### EXERCISE SET
**a.** Rewrite the section on visualizing relationships and structure, starting at the words "5.3.4. Visualizing Relationships" and stopping after "into interpretable forms.", with "anomalies" changed to "unusual values".
**b.** In the section on visualizing relationships and structure, why does visualization become valuable as a dataset gains more features? Answer in one to three sentences.

### PROVIDED PASSAGE
Visualizing Relationships and Structure

5.3.4. Visualizing Relationships and Structure#

As the number of features in a dataset grows, understanding relationships through tables and statistics alone becomes increasingly difficult. Visualization provides an intuitive way to explore structure, patterns, and anomalies in data by projecting complex relationships into interpretable forms.

This section introduces common visualization techniques for exploratory analysis and shows how dimensionality reduction enables visualization of high-dimensional data.

5.3.4.1. Univariate and Bivariate Plots#

Visualization often begins with simple plots that reveal basic structure.

Histograms and Density Plots#

Histograms and kernel density estimates (KDEs) help visualize the distribution of individual numeric features. They are useful for identifying skewness, multimodality, and outliers.

import sqlite3
import pandas as pd
import matplotlib.pyplot as plt
import seaborn as sns

# Connect to Chinook sample database
conn = sqlite3.connect("../data/chinook.db")

# Load the 'tracks' table into a DataFrame
df_tracks = pd.read_sql_query("SELECT * FROM tracks", conn)
sns.histplot(df_tracks["Milliseconds"], kde=True)

### SOURCE MATERIAL
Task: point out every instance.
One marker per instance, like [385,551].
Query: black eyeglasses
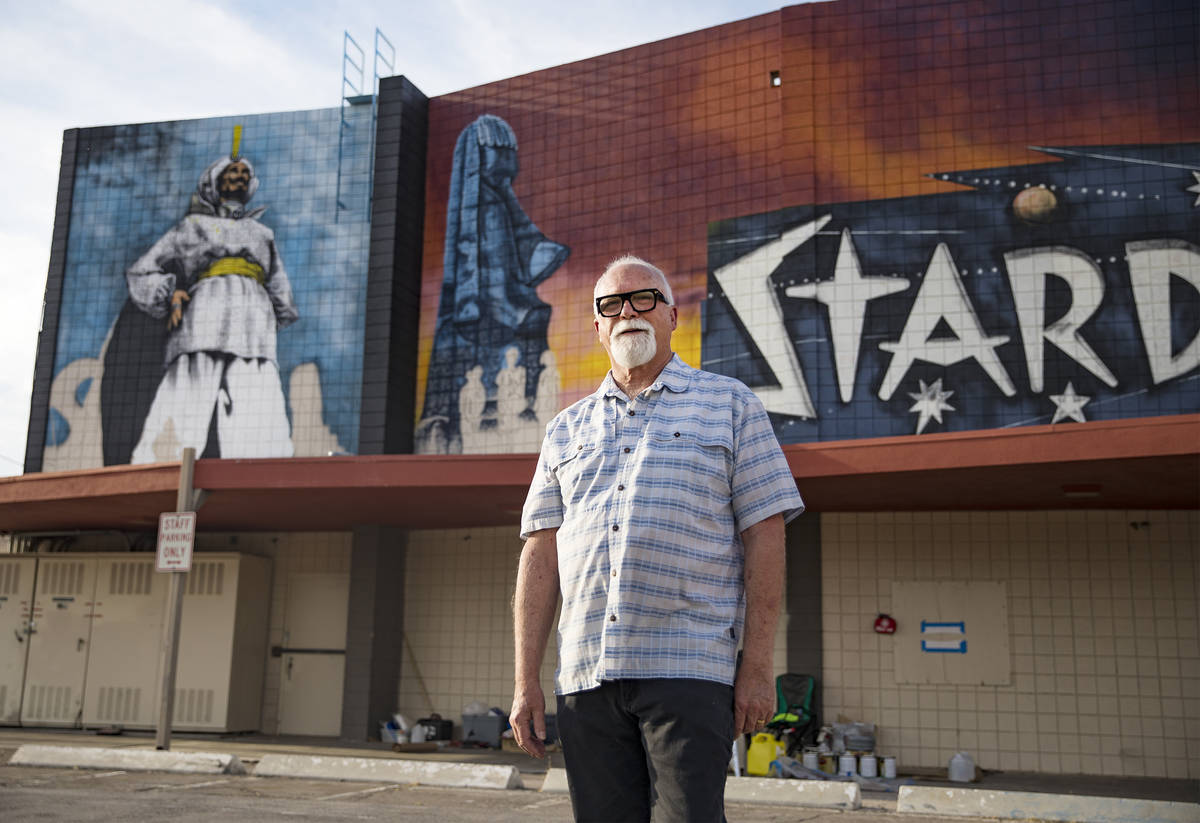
[643,300]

### RESPONSES FOR EACH TASK
**a.**
5.3.4. Visualizing Relationships and Structure#

As the number of features in a dataset grows, understanding relationships through tables and statistics alone becomes increasingly difficult. Visualization provides an intuitive way to explore structure, patterns, and unusual values in data by projecting complex relationships into interpretable forms.

**b.** As the number of features grows, tables and statistics alone make relationships harder and harder to understand. Visualization offers an intuitive way to explore structure, patterns, and anomalies by projecting those complex relationships into interpretable forms.